* _EXERCISE DIRECTIONS_
Using the article below on football headgear and peripheral vision, explain in one to three sentences why it says that knowing how modern headgear affects response to visual stimuli may matter for player safety and equipment design.
Start of PROVIDED PASSAGE
Effects of Protective American Football Headgear on Peripheral Vision Reaction Time and Visual Target Detection in Division I NCAA Football Players

Department of Kinesiology, Samford University, Birmingham, AL 35229, USA
*
Author to whom correspondence should be addressed.
These authors contributed equally to this work.
Sports 2019, 7(9), 213; https://doi.org/10.3390/sports7090213
Received: 25 August 2019 / Revised: 10 September 2019 / Accepted: 11 September 2019 / Published: 16 September 2019
(This article belongs to the Special Issue Applied Sport Science for Elite Athletes)

Abstract

The purpose of this study was to examine the effects of protective football headgear on peripheral vision reaction time and visual target detection. Twenty-five Division I NCAA football players (age = 20.5 yrs ± 0.9, height = 185.9 cm ± 6.8, body mass = 99.2 kg ± 19.2, BMI = 29.6 ± 4.5) participated. In a crossover counterbalanced study design, subjects participated in one visit with three conditions: Baseline (BL) without headgear, helmet only (HO), helmet with an eye shield (HE). Subjects completed a 1-min peripheral vision reaction time test for each condition separated by 3-min recovery periods. Tests were administered using a 64 light Dynavision D2 Visuomotor board. Target detection (total hit score) was higher during BL than HO (p < 0.001) and HE (p < 0.001). Average (p < 0.001), peak (p < 0.001), minimum (p < 0.001), and median (p < 0.001) peripheral reaction times were faster during BL than HO and HE. No significant differences were observed for any measures between HO and HE conditions (p > 0.05). Findings indicate that protective football headgear impaired reaction time to peripheral visual stimuli. The addition of an eye shield to the helmet had a small non-significant effect on reaction time and target detection. These results may hold important implications in helmet design and player safety.
Keywords: college football; dynavision; football helmet; eye shield; visor; facemask college football; dynavision; football helmet; eye shield; visor; facemask

1. Introduction

The first documented piece of protective American football headgear was developed in 1896 consisting of straps and earpieces with the intention of protecting the ears [1]. As tackling rules and regulations changed, wearing protective football headgear, specifically the helmet, became mandatory in the early mid 1900s in an effort to prevent brain and head injuries [2]. Over time, the football helmet has evolved from soft leather exteriors with no face protection to hard polycarbonate exteriors equipped with heavy gauge metal facemasks. While the earliest models of helmets allowed for clearer sight, the development of bulkier football headgear has led to more obstructions and visual impairment while wearing helmets [3]. Recently, additional protective headgear has been recommended in the form of eye shields in an effort to mitigate eye injuries [4]. Since unobstructed vision is necessary for players to perform sports-specific skills safely, knowledge of how modern football headgear affects the ability to respond to visual stimuli may be important to player safety and equipment design.
End of PROVIDED PASSAGE
Start of INFORMATION SHOWN
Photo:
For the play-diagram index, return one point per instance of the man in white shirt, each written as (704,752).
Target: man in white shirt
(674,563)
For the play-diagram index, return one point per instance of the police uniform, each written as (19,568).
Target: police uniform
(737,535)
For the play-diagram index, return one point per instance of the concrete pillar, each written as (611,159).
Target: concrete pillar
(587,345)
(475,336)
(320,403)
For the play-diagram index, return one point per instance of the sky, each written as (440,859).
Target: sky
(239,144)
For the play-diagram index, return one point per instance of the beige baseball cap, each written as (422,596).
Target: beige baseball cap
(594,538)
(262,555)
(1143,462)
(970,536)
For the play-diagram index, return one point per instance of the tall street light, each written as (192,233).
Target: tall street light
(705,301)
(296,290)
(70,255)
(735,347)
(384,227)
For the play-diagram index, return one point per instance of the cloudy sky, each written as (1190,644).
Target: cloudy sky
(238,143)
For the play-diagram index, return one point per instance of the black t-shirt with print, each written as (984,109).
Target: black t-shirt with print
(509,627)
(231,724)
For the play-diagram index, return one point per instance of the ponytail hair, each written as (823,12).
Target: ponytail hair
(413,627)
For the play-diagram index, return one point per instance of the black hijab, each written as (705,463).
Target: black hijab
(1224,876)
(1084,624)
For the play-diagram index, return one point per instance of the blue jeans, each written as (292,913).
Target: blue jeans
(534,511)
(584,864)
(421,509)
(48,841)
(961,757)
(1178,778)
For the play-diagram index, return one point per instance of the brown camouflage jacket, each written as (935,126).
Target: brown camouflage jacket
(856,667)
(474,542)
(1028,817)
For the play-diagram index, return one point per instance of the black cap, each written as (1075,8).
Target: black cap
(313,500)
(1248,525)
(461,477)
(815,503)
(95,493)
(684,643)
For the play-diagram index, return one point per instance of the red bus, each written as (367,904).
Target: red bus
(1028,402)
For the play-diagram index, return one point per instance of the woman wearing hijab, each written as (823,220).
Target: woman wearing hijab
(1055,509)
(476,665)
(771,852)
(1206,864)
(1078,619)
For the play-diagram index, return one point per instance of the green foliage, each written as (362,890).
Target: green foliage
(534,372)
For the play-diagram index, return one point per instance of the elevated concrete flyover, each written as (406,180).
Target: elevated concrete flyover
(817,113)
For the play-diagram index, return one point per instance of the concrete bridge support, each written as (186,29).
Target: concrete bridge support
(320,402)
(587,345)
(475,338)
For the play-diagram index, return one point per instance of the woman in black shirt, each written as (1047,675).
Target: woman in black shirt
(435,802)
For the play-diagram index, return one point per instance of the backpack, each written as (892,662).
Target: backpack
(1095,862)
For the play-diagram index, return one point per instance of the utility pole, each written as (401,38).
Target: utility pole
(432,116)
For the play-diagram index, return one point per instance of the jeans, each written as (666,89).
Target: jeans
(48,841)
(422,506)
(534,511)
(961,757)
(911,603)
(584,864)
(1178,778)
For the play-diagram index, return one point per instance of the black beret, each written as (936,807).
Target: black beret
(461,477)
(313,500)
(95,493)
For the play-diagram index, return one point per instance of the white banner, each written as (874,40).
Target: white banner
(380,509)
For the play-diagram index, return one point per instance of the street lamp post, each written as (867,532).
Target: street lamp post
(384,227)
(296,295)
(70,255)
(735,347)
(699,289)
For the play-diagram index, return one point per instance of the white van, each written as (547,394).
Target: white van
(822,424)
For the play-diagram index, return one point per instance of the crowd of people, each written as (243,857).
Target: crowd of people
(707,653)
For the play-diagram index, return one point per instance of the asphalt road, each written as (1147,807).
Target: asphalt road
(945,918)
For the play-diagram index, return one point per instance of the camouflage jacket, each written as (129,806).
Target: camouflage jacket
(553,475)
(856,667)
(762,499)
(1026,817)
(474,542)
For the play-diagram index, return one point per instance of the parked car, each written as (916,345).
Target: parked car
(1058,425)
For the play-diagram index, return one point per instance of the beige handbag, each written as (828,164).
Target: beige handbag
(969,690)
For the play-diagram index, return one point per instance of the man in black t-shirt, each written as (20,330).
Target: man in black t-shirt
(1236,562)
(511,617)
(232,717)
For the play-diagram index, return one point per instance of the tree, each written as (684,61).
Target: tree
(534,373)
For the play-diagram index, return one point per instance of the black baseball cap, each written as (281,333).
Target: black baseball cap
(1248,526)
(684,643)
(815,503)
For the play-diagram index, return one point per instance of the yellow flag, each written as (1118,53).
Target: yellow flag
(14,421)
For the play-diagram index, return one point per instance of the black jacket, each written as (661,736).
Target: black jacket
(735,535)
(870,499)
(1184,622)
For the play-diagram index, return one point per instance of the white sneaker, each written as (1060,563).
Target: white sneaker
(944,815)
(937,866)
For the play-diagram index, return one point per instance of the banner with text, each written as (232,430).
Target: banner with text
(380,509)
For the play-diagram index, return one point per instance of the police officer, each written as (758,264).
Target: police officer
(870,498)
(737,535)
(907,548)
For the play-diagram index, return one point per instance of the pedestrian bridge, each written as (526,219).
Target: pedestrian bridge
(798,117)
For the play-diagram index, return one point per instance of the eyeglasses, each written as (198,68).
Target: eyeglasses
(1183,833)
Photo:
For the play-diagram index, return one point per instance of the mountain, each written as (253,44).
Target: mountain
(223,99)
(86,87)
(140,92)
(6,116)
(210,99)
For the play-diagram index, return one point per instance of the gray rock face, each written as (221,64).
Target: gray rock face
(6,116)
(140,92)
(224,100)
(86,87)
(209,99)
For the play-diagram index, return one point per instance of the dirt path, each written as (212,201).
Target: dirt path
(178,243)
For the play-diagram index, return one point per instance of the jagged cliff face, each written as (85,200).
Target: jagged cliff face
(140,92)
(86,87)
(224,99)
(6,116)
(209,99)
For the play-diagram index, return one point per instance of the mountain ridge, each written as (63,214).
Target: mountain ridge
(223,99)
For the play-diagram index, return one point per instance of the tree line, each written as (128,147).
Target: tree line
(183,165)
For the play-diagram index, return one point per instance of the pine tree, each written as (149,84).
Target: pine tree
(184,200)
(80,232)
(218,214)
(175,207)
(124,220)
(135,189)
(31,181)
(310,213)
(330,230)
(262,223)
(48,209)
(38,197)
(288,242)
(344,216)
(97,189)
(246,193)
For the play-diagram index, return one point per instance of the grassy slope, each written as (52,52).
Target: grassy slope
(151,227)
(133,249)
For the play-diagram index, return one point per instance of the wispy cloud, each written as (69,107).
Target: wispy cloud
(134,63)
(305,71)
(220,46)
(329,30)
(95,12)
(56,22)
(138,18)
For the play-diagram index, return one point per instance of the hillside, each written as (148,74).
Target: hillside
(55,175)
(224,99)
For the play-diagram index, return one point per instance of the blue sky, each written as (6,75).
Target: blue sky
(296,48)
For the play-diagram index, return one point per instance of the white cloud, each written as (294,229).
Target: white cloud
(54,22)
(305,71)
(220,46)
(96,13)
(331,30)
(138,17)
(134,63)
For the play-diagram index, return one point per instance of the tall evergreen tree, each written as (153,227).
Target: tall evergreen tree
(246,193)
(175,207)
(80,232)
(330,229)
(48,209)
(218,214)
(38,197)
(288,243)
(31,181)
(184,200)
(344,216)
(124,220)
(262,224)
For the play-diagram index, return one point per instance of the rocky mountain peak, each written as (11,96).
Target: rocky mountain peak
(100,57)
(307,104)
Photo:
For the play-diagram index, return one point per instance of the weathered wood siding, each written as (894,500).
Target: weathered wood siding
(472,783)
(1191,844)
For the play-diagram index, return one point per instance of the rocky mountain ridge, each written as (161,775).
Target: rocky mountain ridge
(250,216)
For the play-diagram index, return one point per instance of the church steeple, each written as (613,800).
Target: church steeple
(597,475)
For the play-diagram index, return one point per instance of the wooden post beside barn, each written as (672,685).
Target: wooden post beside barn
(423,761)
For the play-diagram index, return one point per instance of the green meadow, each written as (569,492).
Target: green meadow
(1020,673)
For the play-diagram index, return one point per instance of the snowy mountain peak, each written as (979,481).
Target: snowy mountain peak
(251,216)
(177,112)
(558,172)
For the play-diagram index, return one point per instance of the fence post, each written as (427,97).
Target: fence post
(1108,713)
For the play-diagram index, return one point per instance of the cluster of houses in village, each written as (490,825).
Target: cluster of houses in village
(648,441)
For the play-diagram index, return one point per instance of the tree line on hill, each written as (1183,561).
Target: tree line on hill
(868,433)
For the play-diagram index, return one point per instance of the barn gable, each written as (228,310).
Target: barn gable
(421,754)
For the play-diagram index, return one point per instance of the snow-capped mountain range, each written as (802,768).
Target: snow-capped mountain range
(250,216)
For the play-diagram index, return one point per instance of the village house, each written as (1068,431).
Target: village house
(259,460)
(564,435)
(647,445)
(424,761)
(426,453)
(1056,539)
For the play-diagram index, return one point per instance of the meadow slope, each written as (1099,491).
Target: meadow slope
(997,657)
End of INFORMATION SHOWN
* _FULL ANSWER_
Players need unobstructed vision to perform sport-specific skills safely. Helmets have become bulkier, with hard polycarbonate shells and heavy metal facemasks, and this has added obstructions and visual impairment. Knowing how this headgear affects responses to visual stimuli could therefore matter for player safety and for equipment design.